Texte extrait:
L’équilibre nutritionnel est la condition d’un vieillissement harmonieux

Jean-Pierre Aquino

Gériatre et médecin de santé publique, conseiller technique de la fondation Médéric Alzheimer, président du comité « Avancée en âge, prévention et qualité de vie », auteur d’un rapport sur la prévention, préparatoire à la loi d’Adaptation de la société au vieillissement (ASV).

CLD : Vous êtes l’auteur du rapport « Anticiper pour une autonomie préservée : un enjeu de société », sur lequel s’appuie la loi ASV. En quoi la prévention de la dépendance est-elle un enjeu sociétal ?

Jean-Pierre Aquino : La France est confrontée à une double transition, démographique et épidémiologique. La première correspond à un vieillissement de la population, caractérisé par un allongement de l’espérance de vie avec pour conséquence une augmentation du nombre de personnes âgées de 60 ans et plus. Celui-ci devrait atteindre en 2060 le seuil des 20 millions contre 15 actuellement. La seconde résulte de la disparition progressive, grâce aux progrès de la médecine, des maladies infectieuses ou létales au profit des maladies chroniques, comme le sida ou le cancer, et à l’émergence de maladies invalidantes, notamment neurodégénératives, consécutive à l’augmentation de l’espérance de vie. Ces données justifient la nécessaire intégration du vieillissement dans les politiques publiques et le renforcement de la prévention car la perte d’autonomie implique de lourdes conséquences au niveau individuel et collectif. En ce sens, la loi ASV représente un changement de paradigme porté par un dispositif extrêmement novateur que constituent les conférences des financeurs, chargées d’établir un diagnostic des besoins au niveau de chaque département et dont le but est de proposer une vision globale des questions qui se posent au cours de l’avancée en âge.

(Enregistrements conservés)
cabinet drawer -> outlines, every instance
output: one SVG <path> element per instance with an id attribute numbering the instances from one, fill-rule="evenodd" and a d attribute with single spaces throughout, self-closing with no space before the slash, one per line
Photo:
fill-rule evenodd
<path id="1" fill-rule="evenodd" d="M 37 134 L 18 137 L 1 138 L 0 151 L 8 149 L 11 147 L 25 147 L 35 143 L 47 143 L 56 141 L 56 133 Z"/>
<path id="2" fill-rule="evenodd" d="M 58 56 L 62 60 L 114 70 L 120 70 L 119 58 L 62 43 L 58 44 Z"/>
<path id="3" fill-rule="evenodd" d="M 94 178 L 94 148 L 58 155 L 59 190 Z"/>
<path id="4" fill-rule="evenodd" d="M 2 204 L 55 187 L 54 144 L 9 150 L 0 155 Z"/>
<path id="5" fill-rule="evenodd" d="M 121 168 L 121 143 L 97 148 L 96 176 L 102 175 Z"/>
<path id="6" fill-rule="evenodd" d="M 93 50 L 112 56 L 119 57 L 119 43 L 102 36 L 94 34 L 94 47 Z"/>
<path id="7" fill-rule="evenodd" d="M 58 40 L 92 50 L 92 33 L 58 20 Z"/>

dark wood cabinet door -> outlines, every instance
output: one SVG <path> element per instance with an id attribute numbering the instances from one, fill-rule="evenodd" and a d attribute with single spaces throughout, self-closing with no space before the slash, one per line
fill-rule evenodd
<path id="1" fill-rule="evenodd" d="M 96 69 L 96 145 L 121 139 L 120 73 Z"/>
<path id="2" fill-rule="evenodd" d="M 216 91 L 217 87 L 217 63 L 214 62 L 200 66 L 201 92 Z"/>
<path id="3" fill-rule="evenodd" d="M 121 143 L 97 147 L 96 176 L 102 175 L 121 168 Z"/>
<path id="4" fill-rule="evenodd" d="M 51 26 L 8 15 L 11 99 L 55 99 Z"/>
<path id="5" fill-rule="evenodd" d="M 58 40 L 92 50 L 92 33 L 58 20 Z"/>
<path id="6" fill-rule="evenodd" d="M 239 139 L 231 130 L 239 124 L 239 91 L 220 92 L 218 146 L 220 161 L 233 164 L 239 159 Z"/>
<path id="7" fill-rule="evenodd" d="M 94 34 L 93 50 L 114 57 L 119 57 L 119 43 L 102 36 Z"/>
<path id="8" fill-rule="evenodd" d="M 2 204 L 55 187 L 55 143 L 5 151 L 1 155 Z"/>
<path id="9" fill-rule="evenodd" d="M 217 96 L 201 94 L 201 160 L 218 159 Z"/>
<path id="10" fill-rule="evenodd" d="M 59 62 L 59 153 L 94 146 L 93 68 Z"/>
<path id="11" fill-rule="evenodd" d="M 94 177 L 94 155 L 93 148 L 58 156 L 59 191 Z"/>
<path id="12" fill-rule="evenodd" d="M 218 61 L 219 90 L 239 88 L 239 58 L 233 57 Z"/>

Travail à réaliser:
(a) Réécrivez sous forme de liste le paragraphe de l'entretien sur le vieillissement qui commence par « La France est confrontée », en conservant ses faits principaux.
(b) Prolongez l'entretien sur le vieillissement à partir de sa dernière phrase.
La liste ci-dessus constitue un matériau distinct de l'entretien sur le vieillissement.

Réponses proposées:
(a)
- La France connaît une double transition, démographique et épidémiologique.
- La transition démographique est un vieillissement de la population. Elle se traduit par un allongement de l'espérance de vie et par une hausse du nombre de personnes de 60 ans et plus, qui devrait passer de 15 millions actuellement à 20 millions en 2060.
- La transition épidémiologique tient aux progrès de la médecine. Les maladies infectieuses ou létales disparaissent progressivement au profit des maladies chroniques, comme le sida ou le cancer. Des maladies invalidantes, notamment neurodégénératives, émergent avec l'allongement de l'espérance de vie.
- Ces données justifient l'intégration du vieillissement dans les politiques publiques et le renforcement de la prévention, car la perte d'autonomie a de lourdes conséquences individuelles et collectives.
- La loi ASV marque un changement de paradigme. Elle s'appuie sur les conférences des financeurs, qui établissent un diagnostic des besoins dans chaque département et visent une vision globale des questions liées à l'avancée en âge.

(b)
CLD : Le rapport formule-t-il des recommandations concernant l’alimentation?

JPA : La promotion d’une alimentation favorable à la santé est un des axes forts de ce rapport. L’enjeu majeur est de préserver un bon état nutritionnel en donnant les moyens aux personnes âgées d’adapter leur consommation alimentaire et en tenant compte des maladies qui impactent cette dernière, comme l’insuffisance cardiaque et les régimes hyposodés. Il s’agit de les sensibiliser à l’importance d’une nutrition de qualité et au maintien du plaisir de manger. Pour cela, plusieurs mesures sont proposées afin notamment de développer et mutualiser les actions de prévention collectives (forums, conférences, ateliers), complémentaires aux outils existants (sites internet1, brochures, guides nutrition et bien vieillir disponibles sur le site de l’Inpes…).

CLD : La lutte contre la dénutrition fait-elle partie des objectifs affirmés dans ce rapport ?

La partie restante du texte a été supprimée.